If two triangles have two sides of the one equal to two sides of the other, each to each, but the angle contained by the two sides of one of them greater than the angle contained by the two sides equal to them, of the other, the base of that which has the greater angle shall be greater than the base of the other.

Let *ABC*, *DEF* be two triangles, which have the two sides *AB*, *AC*, equal to the two sides *DE*, *DF*, each to each, namely, *AB* to *DE*, and *AC* to *DF*, but the angle *BAC* greater than the angle *EDF*: the base *BC* shall be

greater than the base *EF*.

Of the two sides *DE*, *DF*, let *DE* be the side which is not greater than the other. At the point *D* in the straight line *DE*, make the angle *EDG* equal to the angle *BAC*, [I. 23.

and make *DG* equal to *AC* or *DF*, [I. 3.

and join *EG*, *GF*.

Because *AB* is equal to *DE*, [*Hypothesis*.

and *AC* to *DG*; [*Construction*.

the two sides *BA*, *AC* are equal to the two sides *ED*, *DG*, each to each;

and the angle *BAC* is equal to the angle *EDG*; [*Constr*.

therefore the base *BC* is equal to the base *EG*. [I. 4.

And because *DG* is equal to *DF*, [*Construction*.

the angle *DGF* is equal to the angle *DFG*. [I. 5.

But the angle *DGF* is greater than the angle *EGF*. [*Ax*. 9.

Therefore the angle *DFG* is greater than the angle *EGF*. Much more then is the angle *EFG* greater than the angle *EGF*. [*Axiom* 9.

And because the angle *EFG* of the triangle *EFG* is greater than its angle *EGF*, and that the greater angle is subtended by the greater side, [I. 19.

therefore the side *EG* is greater than the side *EF*.

But *EG* was shewn to be equal to *BC*;

therefore *BC* is greater than *EF*.

Wherefore, *if two triangles* &c. q.e.d.

PROPOSITION 25. *THEOREM*.

If two triangles have two sides of the one equal to two sides of the other, each to each, but the base of the one greater than the base of the other, the angle contained by the sides of that which has the greater base, shall be greater than the angle contained by the sides equal to them, of the other.

Data for this exercise:
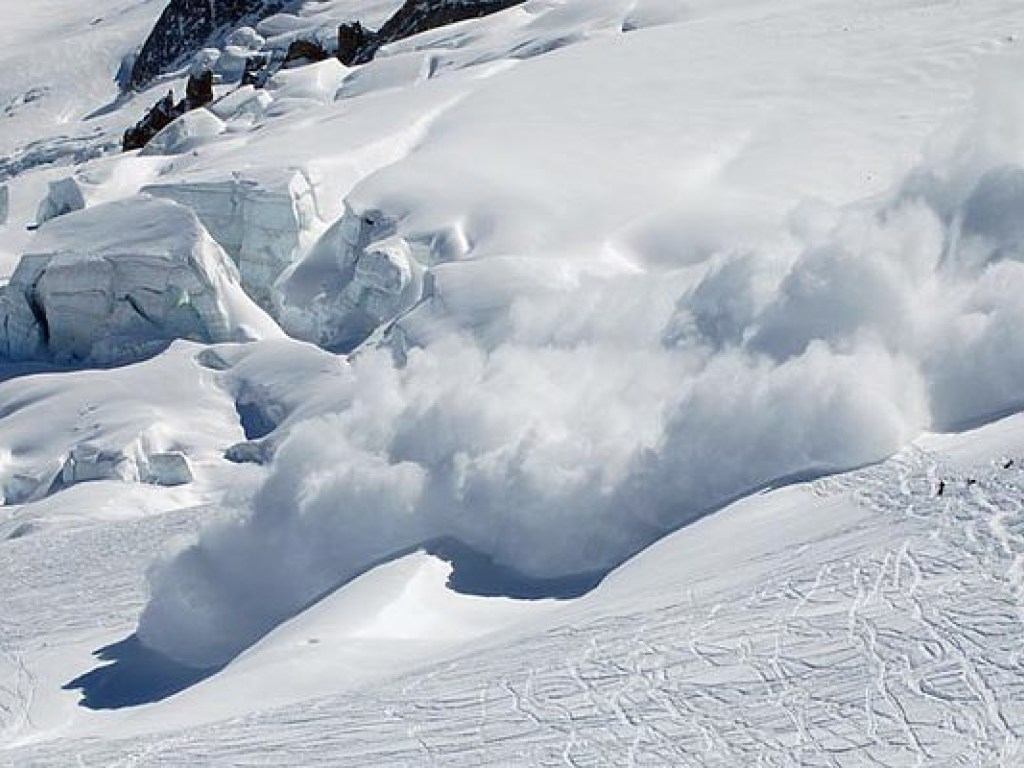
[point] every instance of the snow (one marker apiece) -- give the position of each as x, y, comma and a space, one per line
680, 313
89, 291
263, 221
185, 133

---

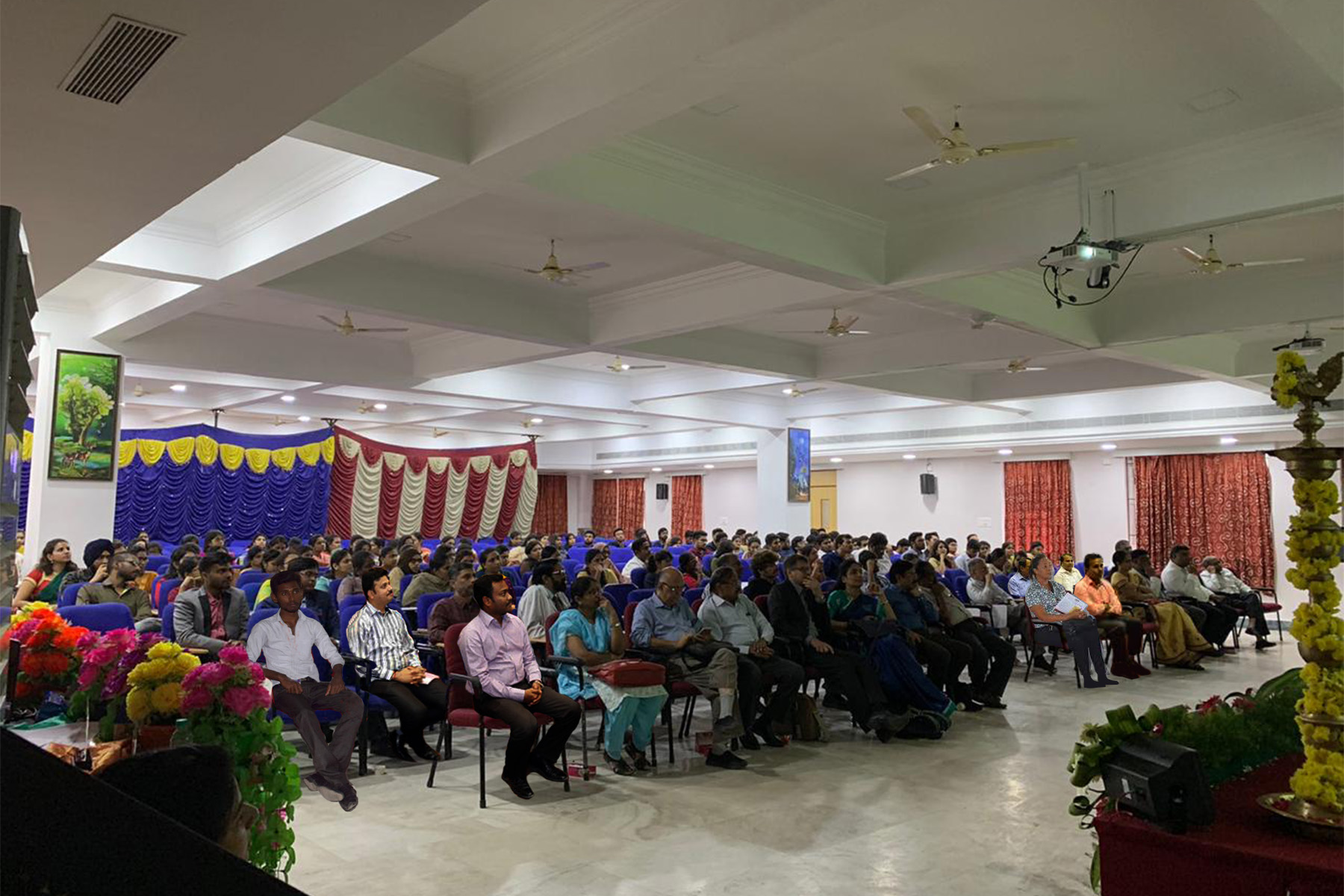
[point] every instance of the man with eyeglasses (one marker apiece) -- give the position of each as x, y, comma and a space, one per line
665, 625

--

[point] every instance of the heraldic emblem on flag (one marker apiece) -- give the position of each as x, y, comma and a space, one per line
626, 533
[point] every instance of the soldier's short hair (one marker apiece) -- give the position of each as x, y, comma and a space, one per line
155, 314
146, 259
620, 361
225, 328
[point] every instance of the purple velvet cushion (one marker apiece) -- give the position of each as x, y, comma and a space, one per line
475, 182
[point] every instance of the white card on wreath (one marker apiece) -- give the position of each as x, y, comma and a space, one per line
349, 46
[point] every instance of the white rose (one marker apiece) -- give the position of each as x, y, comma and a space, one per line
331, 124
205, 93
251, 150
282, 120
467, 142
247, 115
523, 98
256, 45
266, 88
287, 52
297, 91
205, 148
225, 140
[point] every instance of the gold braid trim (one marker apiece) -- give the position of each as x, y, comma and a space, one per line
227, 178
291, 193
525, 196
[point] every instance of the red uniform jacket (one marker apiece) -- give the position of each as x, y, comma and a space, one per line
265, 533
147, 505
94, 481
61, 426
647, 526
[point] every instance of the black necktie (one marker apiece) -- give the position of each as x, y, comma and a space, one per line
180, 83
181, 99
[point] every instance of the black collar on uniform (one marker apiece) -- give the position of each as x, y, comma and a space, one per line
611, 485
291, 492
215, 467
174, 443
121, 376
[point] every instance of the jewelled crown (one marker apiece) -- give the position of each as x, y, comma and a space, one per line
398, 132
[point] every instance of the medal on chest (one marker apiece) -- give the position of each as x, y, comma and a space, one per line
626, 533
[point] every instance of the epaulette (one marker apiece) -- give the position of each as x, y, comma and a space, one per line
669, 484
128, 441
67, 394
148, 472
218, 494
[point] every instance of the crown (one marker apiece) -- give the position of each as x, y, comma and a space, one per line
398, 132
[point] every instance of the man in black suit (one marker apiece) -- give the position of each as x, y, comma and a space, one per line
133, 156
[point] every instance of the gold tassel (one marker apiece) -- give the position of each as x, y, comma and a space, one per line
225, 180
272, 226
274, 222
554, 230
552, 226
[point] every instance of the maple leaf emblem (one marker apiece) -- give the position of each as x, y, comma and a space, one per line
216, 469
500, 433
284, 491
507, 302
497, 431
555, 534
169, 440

What to do:
1. Count the lines of the records that contain the string "crown", and give only the number.
2. Write the next part of the passage on triangles, continuing after its final sentence.

Expected answers:
1. 2

2.
Let *ABC*, *DEF* be two triangles, which have the two sides *AB*, *AC* equal to the two sides *DE*, *DF*, each to each, namely, *AB* to *DE*, and *AC* to *DF*, but the base *BC* greater than the base *EF*: the angle *BAC* shall be greater than the angle *EDF*.

For if not, the angle *BAC* must be either equal to the angle *EDF* or less than the angle *EDF*.

But the angle *BAC* is not equal to the angle *EDF*, for then the base *BC* would be equal to the base *EF*; [I. 4.

but it is not; [*Hypothesis*.

therefore the angle *BAC* is not equal to the angle *EDF*.

Neither is the angle *BAC* less than the angle *EDF*,

for then the base *BC* would be less than the base *EF*; [I. 24.

but it is not; [*Hypothesis.*

therefore the angle *BAC* is not less than the angle *EDF*.

And it has been shewn that the angle *BAC* is not equal to the angle *EDF*.

Therefore the angle *BAC* is greater than the angle *EDF*.

Wherefore, *if two triangles* &c. q.e.d.

PROPOSITION 26. *THEOREM*.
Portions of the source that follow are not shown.